Die Gesundheitsämter kommen nicht mehr hinterher

Damit wäre auch die Belastung der Gesundheitsämter geringer, auch wenn es viele Infizierte geben würde, da man sich dann auf einen Bereich der Kontaktpersonen beschränken bzw. diesen priorisieren könnte.

Die Gesundheitsämter wurden in den letzten Jahren personell zurückgefahren, was sich nun rächt. Kommen sie mit der Kontaktverfolgung nicht hinterher, leiten auch weitere Aufgaben, wie zum Beispiel die Kontrolle der Quarantäne. Wären diese Aufgaben in den letzten Wochen hundertprozentig durchgeführt worden, wären wir vermutlich nicht in der aktuellen Situation.

Denn leider verzeiht das Virus keine Fehler oder Schlamperei. Hier geht es aber nicht darum, einen Schuldigen zu finden, sondern Verbesserungsmöglichkeiten aufzuzeigen.

Schuld sind immer die anderen

Denn Schuldzuweisungen bringen in der aktuellen Situation recht wenig. Geradezu verheerend ist es, wenn, wie zuletzt immer wieder geschehen, die Schuld auf die Bürger geschoben wird.

Seien es nun die „Unvernünftigen“ – wie viele soll es davon eigentlich geben, damit man sich damit die aktuellen Zahlen erklären kann? – oder eben die normalen Bürger, die einfach ihre Weihnachtseinkäufe erledigen und damit die Innenstädte, Busse und Läden füllen. Dabei ist noch nicht einmal gesagt, dass es in diesen Situationen vermehrt zu Infektionen kommt. Aber man weiß es nicht genau und es scheint bei den Entscheidern auch herzlich wenig zu interessieren. Denn Hauptsache man konnte „schnell handeln“ und steht als entscheidungsfreudig, besonnen da. Differenzieren muss man in einer solchen Situation offenbar nicht, denn das würde Nachforschung bedeuten.

## Aufgabenstellung:
A: Welche Orte füllen die Bürger laut dem Auszug mit ihren Weihnachtseinkäufen? Nenne alle.
B: Weshalb wäre die Belastung der Gesundheitsämter laut dem Auszug auch bei vielen Infizierten geringer?

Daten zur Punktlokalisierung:
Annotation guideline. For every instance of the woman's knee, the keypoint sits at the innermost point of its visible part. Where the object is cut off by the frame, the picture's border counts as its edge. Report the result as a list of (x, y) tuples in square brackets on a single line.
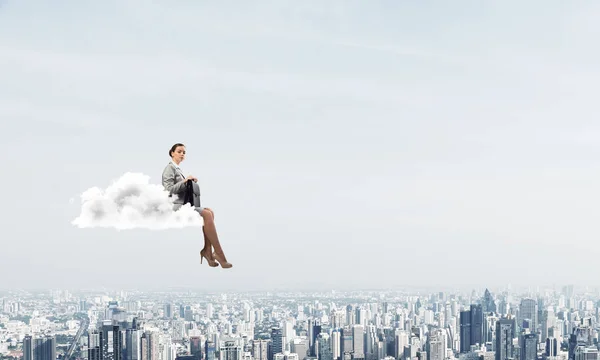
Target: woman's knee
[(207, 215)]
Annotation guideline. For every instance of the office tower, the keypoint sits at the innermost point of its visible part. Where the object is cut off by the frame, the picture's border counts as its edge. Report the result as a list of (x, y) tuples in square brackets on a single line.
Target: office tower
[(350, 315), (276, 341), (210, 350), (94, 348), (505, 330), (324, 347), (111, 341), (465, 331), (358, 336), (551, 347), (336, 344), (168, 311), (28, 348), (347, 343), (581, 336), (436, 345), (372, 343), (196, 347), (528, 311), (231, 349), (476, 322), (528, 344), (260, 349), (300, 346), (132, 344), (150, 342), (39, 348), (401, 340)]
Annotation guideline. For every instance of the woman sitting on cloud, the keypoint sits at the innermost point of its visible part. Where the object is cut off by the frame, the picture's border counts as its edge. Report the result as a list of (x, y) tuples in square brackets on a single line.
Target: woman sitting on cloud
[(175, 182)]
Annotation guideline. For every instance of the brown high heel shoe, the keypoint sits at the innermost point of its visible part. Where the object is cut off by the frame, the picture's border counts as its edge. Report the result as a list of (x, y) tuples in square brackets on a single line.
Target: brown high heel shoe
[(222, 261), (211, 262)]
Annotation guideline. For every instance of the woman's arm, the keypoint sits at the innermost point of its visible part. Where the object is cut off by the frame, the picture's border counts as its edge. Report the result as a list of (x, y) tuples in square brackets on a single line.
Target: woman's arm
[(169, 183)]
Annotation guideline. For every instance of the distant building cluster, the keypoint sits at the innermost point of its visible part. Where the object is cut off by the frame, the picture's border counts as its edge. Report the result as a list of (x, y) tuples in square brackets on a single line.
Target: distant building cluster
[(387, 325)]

## Lösungen:
A: Innenstädte, Busse, Läden

B: Man könnte sich dann auf einen Bereich der Kontaktpersonen beschränken oder diesen priorisieren.